Text passage:
>>>
The grounds of appeal as we understand them.

  1. We understand the Appellant to be saying: in Ground 1, that the learned trial judge failed to consider the policy exclusions of the insurance policy; in Ground 2, that the learned judge failed to appreciate the expert evidence it adduced properly; in Ground 3, that there was active adjudication by the learned trial judge in that he conducted the case for the Respondent; in Ground 4, that the quantum of damages claimed by the Respondent was not proved; and in Ground 5 the law was incorrectly applied to the particular facts of the present case.

  2. We address the grounds and consider them in terms of the issues they raise.

Grounds 1, 2 and 5 -The application of the exclusion clause in the insurance policy, the expert evidence on the issue and the law applied by the trial judge.

  1. The nub of this case and the issue for determination in this appeal is relatively easy: We must decide what caused the breakdown of the plant.

  2. Mr. Rajasundaram, Counsel for H. Savy, has submitted that it was due to wear and tear. Mr. Bonté, Counsel for Oceana, has submitted that it was due the salinity of the water supplied to the plant. We explore the more detailed submissions of Counsel.

  3. Mr. Rajasundaram has submitted that the learned trial judge failed to appreciate that the term “wear and tear” included breakdown caused by inadequate maintenance and failure to carry out daily essential repairs to the refrigeration plant. He further avers that the evidence of high salinity in the water provided to the facility by the utility company should have been spotted and mitigated by Oceana. He contends that salinity of the water which caused the corrosion is just “a source of the wear and tear.”

  4. He submits that H. Savy’s expert witnesses, Mr. Allam and Mr. Léon, both confirmed that the plant's steel pipes had corroded due to a lack of proper maintenance and improper checks on the condenser pipes. Both experts observed rusty pipes and plugs applied to them where corrosion had occurred.
<<<
Written request: From the appeal judgment text above, reproduce verbatim the passage between "1. We understand" and "the present case.", inclusive.

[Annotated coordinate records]
>>>
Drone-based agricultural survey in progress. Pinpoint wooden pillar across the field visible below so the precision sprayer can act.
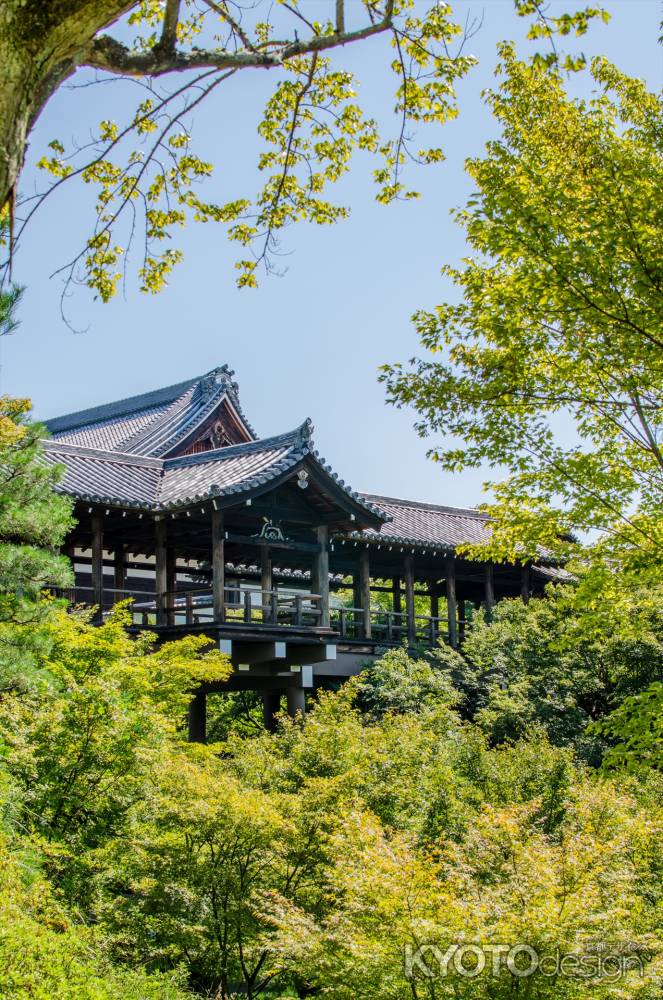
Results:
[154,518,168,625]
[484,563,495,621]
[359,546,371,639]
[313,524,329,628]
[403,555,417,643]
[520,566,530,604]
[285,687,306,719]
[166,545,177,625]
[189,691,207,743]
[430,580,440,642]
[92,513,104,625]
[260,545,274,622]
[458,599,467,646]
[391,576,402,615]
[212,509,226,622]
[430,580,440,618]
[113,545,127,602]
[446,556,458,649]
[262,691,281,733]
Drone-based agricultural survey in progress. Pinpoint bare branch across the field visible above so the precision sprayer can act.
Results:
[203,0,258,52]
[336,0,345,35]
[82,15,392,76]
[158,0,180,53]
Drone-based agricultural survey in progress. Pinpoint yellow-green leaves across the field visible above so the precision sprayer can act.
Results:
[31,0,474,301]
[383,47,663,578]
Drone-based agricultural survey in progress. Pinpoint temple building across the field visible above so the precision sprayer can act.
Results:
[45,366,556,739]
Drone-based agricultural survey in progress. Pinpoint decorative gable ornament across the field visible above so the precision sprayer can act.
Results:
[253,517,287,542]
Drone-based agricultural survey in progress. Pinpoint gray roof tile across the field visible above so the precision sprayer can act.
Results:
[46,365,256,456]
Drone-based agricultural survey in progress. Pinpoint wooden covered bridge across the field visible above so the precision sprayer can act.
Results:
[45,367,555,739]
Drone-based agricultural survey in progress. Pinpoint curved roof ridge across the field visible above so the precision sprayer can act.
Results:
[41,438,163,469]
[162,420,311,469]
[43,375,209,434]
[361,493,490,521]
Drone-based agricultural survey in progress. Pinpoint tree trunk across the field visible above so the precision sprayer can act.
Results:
<<<
Task result:
1. We understand the Appellant to be saying: in Ground 1, that the learned trial judge failed to consider the policy exclusions of the insurance policy; in Ground 2, that the learned judge failed to appreciate the expert evidence it adduced properly; in Ground 3, that there was active adjudication by the learned trial judge in that he conducted the case for the Respondent; in Ground 4, that the quantum of damages claimed by the Respondent was not proved; and in Ground 5 the law was incorrectly applied to the particular facts of the present case.